Could you switch "simplified" to "coarse" in the items starting at the beginning and ending at the line containing "Outline every instance of the sky.", leaving everything else unchanged?
>>>>>
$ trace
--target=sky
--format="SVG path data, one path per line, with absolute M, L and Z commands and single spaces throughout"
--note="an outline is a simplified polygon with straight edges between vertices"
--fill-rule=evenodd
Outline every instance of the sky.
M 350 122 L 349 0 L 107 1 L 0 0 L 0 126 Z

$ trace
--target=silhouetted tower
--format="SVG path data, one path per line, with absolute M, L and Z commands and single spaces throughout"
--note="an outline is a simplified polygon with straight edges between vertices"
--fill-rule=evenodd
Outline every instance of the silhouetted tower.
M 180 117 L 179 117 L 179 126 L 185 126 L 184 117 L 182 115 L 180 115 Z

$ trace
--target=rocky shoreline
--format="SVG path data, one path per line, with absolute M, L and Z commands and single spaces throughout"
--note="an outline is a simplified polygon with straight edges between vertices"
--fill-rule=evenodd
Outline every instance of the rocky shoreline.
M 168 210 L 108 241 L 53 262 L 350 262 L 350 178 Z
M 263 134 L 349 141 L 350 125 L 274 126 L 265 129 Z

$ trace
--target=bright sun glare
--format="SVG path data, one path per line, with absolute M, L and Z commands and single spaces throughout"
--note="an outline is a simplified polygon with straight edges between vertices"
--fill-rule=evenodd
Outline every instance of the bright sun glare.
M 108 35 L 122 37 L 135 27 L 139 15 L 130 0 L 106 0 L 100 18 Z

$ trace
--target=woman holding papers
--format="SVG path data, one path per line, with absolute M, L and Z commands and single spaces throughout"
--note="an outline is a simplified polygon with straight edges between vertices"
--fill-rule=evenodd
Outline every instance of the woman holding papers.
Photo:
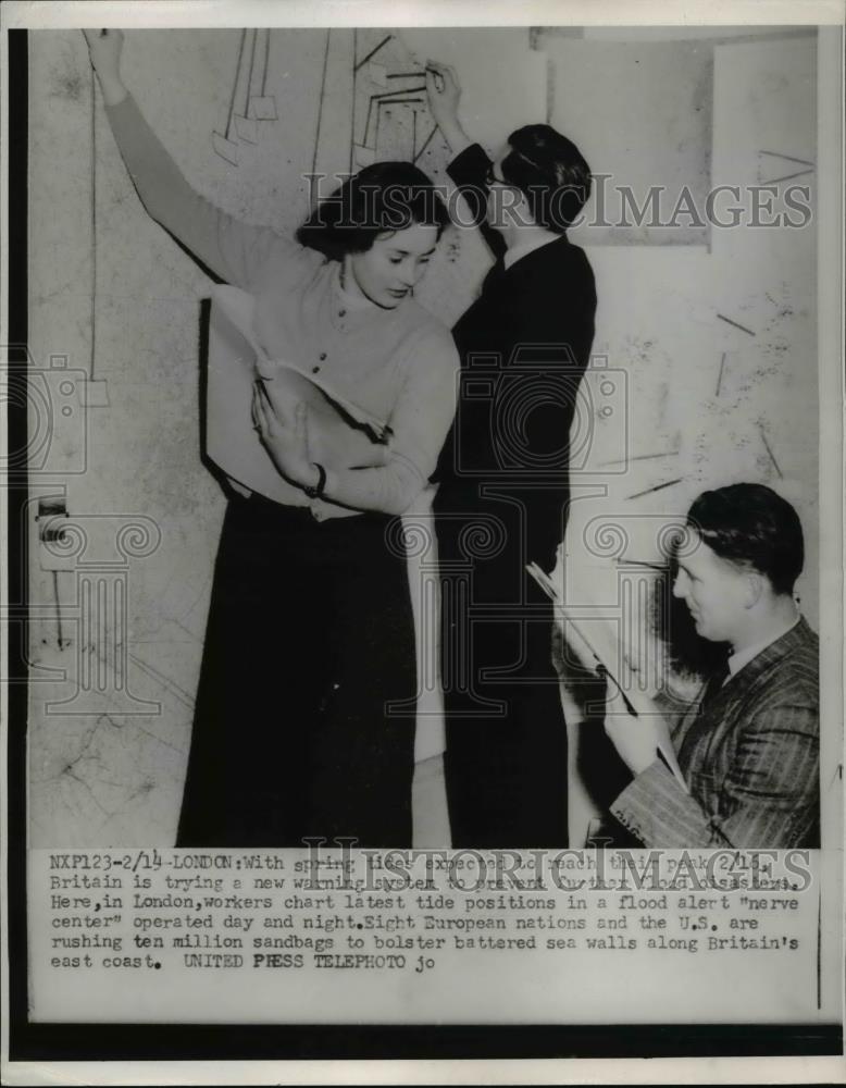
M 251 296 L 258 380 L 238 411 L 274 470 L 259 489 L 229 475 L 177 844 L 408 846 L 416 677 L 398 515 L 455 410 L 451 338 L 411 297 L 446 208 L 410 163 L 375 163 L 299 244 L 239 222 L 146 123 L 121 81 L 123 35 L 86 37 L 145 208 Z

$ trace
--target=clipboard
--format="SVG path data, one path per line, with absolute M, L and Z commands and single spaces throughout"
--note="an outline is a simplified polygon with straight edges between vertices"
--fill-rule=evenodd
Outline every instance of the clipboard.
M 605 675 L 608 677 L 610 682 L 613 684 L 613 687 L 618 690 L 618 692 L 622 696 L 623 702 L 625 703 L 630 714 L 634 715 L 634 717 L 636 718 L 649 715 L 651 706 L 647 707 L 646 703 L 642 701 L 637 692 L 626 690 L 620 682 L 620 679 L 617 676 L 615 670 L 609 667 L 608 660 L 612 656 L 611 653 L 608 652 L 610 648 L 610 643 L 609 647 L 602 647 L 601 651 L 598 650 L 595 645 L 595 640 L 592 641 L 586 635 L 584 628 L 580 626 L 580 622 L 576 619 L 574 619 L 573 616 L 568 611 L 567 606 L 561 599 L 561 596 L 555 585 L 555 582 L 552 582 L 551 578 L 546 573 L 546 571 L 544 571 L 540 567 L 538 567 L 536 562 L 527 564 L 526 570 L 532 576 L 532 578 L 534 578 L 534 580 L 537 582 L 537 584 L 540 586 L 544 593 L 546 593 L 549 599 L 558 608 L 560 608 L 561 616 L 567 621 L 568 625 L 567 630 L 564 631 L 564 638 L 568 640 L 568 642 L 578 645 L 578 648 L 581 651 L 580 657 L 582 657 L 585 660 L 593 659 L 596 662 L 598 666 L 601 666 Z M 661 714 L 658 715 L 652 714 L 650 716 L 655 720 L 656 747 L 658 749 L 658 752 L 660 753 L 662 759 L 664 761 L 669 769 L 672 771 L 673 777 L 682 787 L 684 792 L 689 793 L 691 791 L 688 790 L 687 783 L 684 780 L 682 768 L 679 766 L 679 761 L 676 759 L 675 756 L 675 749 L 673 747 L 673 742 L 670 737 L 670 729 L 667 724 L 667 719 Z
M 227 284 L 212 290 L 206 390 L 206 453 L 227 477 L 275 502 L 290 502 L 279 474 L 252 428 L 257 380 L 274 394 L 302 401 L 309 412 L 309 449 L 321 463 L 375 468 L 389 456 L 389 430 L 328 386 L 284 360 L 272 360 L 252 331 L 256 300 Z

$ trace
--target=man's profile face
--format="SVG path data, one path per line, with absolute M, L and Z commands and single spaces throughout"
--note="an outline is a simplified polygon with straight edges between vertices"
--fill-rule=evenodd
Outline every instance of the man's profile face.
M 687 605 L 702 639 L 734 642 L 747 611 L 748 572 L 698 540 L 696 549 L 679 561 L 673 595 Z

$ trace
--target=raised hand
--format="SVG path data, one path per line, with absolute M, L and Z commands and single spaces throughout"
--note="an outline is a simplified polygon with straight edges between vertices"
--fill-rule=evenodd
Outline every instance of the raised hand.
M 470 138 L 458 120 L 461 85 L 455 69 L 438 61 L 426 61 L 426 97 L 432 116 L 450 149 L 453 152 L 463 150 Z
M 116 106 L 126 97 L 126 88 L 121 81 L 123 30 L 83 30 L 83 34 L 107 104 Z

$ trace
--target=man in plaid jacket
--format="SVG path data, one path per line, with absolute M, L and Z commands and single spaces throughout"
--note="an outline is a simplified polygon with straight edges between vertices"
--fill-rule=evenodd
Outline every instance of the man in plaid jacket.
M 657 755 L 648 717 L 608 715 L 634 775 L 611 812 L 646 846 L 819 846 L 819 640 L 793 596 L 798 516 L 744 483 L 705 492 L 687 523 L 697 546 L 673 593 L 731 656 L 673 733 L 689 793 Z

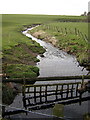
<<<<<
**Task output**
$ trace
--target=sky
--format="SVG path data, one path per line, with absolute M, L and Z commands and single spaces throughout"
--note="an outline is a coarse polygon with straight edges between vertices"
--fill-rule=evenodd
Outline every instance of the sky.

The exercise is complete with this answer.